---- Data for analysis
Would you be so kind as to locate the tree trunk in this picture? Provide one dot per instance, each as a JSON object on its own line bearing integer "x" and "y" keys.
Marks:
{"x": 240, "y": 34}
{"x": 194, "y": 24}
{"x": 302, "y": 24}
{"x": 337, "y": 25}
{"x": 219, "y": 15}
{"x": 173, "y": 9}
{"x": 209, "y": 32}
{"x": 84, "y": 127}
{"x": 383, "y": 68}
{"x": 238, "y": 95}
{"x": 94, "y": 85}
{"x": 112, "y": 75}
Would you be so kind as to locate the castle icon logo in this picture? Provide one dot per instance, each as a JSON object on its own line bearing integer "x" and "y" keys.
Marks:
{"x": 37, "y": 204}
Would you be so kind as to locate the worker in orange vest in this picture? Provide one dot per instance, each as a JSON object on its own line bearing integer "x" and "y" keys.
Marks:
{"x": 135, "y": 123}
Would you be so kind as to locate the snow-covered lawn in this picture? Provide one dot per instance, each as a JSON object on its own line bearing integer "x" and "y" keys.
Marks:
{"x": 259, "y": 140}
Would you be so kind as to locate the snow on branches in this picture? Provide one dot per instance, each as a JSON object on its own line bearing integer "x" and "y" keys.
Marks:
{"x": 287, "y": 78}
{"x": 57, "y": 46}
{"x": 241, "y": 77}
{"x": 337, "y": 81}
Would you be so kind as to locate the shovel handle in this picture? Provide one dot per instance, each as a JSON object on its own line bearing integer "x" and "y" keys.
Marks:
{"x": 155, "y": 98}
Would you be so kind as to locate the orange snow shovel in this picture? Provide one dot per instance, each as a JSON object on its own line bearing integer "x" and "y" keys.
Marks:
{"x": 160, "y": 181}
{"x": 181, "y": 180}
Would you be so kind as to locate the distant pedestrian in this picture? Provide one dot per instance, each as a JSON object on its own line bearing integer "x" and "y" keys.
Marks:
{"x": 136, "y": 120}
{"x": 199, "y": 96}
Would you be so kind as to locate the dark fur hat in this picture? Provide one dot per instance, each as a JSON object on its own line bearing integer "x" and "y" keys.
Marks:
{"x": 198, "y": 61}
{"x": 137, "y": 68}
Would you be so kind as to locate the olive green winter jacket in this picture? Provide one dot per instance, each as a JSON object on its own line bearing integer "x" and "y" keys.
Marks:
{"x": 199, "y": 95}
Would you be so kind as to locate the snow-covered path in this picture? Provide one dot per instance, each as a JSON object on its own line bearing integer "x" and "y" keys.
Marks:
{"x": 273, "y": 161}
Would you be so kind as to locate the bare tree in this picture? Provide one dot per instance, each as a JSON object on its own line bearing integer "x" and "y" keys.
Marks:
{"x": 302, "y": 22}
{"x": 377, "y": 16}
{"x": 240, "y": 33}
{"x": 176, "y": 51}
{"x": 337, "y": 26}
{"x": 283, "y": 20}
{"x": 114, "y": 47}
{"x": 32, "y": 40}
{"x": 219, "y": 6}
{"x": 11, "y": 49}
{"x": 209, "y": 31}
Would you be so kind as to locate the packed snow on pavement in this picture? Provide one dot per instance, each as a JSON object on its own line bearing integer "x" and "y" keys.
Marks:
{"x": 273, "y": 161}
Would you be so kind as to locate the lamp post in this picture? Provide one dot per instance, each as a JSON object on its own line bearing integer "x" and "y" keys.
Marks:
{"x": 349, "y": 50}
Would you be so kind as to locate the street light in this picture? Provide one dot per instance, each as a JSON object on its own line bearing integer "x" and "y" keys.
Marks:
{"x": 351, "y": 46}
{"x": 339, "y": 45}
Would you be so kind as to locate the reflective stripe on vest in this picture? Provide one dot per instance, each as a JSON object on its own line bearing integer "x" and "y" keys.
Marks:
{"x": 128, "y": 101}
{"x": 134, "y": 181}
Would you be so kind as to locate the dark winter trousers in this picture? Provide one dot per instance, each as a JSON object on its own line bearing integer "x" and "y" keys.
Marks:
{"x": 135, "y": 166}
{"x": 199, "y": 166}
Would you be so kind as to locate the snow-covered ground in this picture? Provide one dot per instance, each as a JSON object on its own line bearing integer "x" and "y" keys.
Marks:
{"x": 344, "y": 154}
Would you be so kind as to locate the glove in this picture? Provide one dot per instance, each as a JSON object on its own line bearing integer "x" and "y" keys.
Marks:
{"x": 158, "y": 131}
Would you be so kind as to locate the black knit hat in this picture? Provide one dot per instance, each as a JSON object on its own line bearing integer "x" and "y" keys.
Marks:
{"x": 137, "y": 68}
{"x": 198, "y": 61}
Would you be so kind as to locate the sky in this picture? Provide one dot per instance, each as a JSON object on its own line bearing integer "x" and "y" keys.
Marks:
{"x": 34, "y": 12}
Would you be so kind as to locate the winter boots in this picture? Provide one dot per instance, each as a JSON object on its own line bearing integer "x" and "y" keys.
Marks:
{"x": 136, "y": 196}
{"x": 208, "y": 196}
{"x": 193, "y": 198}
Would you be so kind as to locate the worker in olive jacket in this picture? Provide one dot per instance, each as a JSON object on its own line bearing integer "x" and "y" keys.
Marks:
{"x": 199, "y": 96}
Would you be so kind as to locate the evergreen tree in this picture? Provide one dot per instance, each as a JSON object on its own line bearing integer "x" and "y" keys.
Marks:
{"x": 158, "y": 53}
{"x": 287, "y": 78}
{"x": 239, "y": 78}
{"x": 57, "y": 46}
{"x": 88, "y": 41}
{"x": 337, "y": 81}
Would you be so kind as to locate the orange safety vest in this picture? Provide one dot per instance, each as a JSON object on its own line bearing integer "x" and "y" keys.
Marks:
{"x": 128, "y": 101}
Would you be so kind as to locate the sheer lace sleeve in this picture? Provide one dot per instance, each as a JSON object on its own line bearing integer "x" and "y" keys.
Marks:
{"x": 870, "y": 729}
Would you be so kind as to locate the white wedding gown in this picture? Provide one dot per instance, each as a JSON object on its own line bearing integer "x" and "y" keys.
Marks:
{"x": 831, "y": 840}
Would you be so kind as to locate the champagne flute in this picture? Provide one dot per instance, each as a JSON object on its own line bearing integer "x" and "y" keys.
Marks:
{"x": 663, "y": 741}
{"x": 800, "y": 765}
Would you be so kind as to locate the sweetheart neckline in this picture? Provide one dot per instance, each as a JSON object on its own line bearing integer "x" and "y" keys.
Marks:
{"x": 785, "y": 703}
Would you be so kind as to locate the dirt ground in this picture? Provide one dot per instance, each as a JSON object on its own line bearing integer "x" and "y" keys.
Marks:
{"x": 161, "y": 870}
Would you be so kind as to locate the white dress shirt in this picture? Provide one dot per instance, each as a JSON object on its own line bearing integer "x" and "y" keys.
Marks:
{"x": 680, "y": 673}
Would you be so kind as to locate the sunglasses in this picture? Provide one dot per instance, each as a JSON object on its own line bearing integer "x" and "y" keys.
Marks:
--------
# What the exercise asks:
Tally up the lines holding the string "ground" in the data above, and respond with nothing but the number.

# Output of the task:
2